#### [What the task asks]
Quote all of the items below verbatim, omitting the pictures.
═════ Data rows ═════
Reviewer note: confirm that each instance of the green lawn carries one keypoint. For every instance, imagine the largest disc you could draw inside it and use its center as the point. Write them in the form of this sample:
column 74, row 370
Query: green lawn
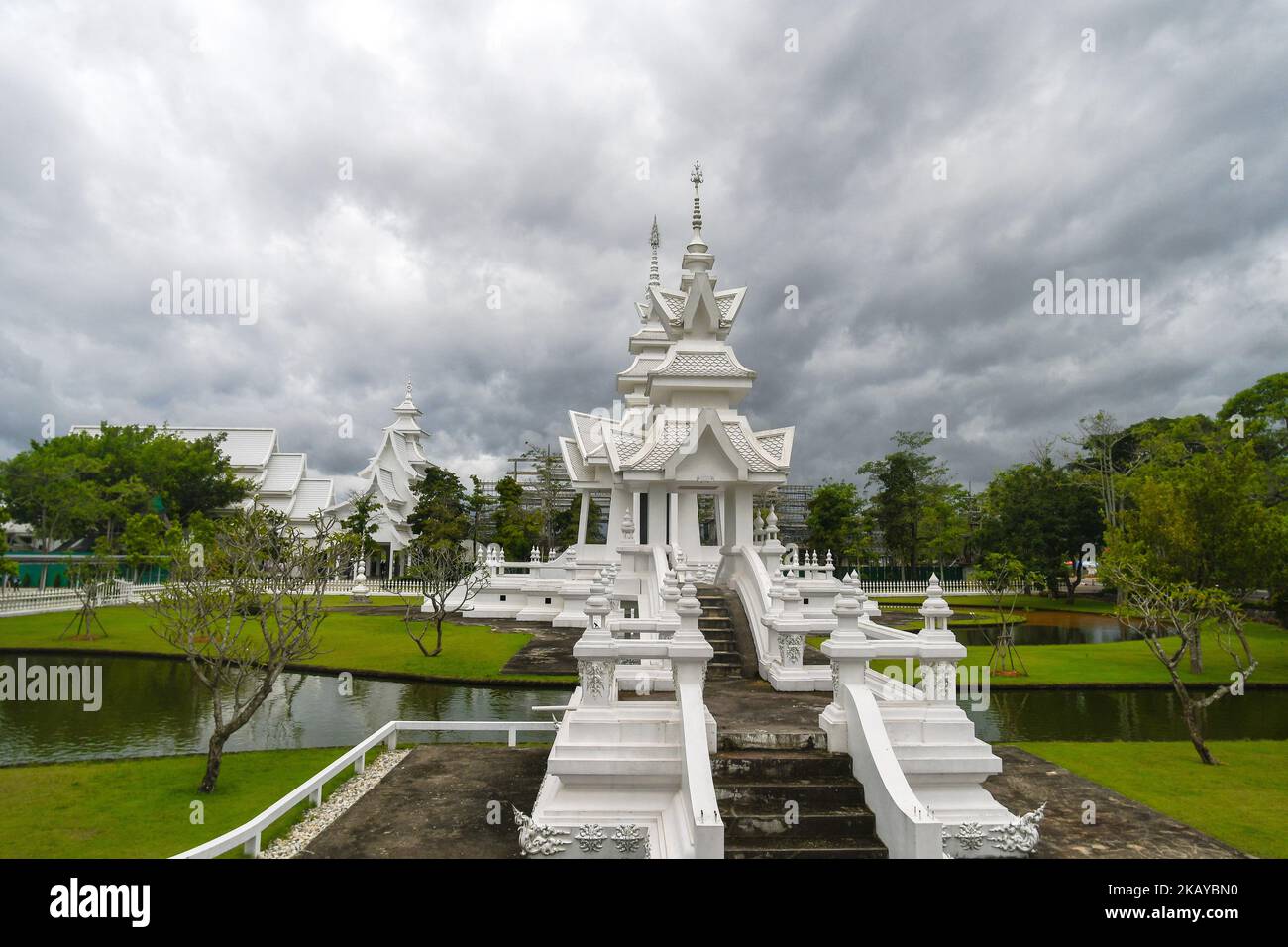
column 351, row 642
column 1243, row 801
column 142, row 808
column 1124, row 663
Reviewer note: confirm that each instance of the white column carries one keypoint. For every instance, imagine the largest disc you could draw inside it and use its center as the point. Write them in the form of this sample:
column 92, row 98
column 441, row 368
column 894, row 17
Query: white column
column 657, row 512
column 583, row 517
column 691, row 530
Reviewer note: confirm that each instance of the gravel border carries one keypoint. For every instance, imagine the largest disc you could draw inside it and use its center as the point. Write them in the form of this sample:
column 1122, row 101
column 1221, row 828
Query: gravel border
column 335, row 805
═════
#### [Answer for this exercise]
Reviewer note: confirm that each instance of the green lawn carries one keypoint. For every instance, imagine the largest disc you could draw inside it and use its center as the point. Write them in the form of this sample:
column 74, row 370
Query: green lawn
column 351, row 642
column 1243, row 801
column 142, row 808
column 1124, row 663
Reviewer note: confirm that each instance of the white column carries one keypoint. For every instance, imagine the largest disc you could draw inside it and use its center as the point. Write them in the form of this sample:
column 92, row 98
column 441, row 368
column 894, row 17
Query: white column
column 657, row 512
column 583, row 517
column 691, row 530
Reviewer note: confirm that each instance of the gravel border carries one keypoint. For every instance, imagine the largest disc you could draw inside it and use its center as the point. Write them in the form of this sample:
column 1122, row 101
column 1221, row 828
Query: gravel border
column 335, row 805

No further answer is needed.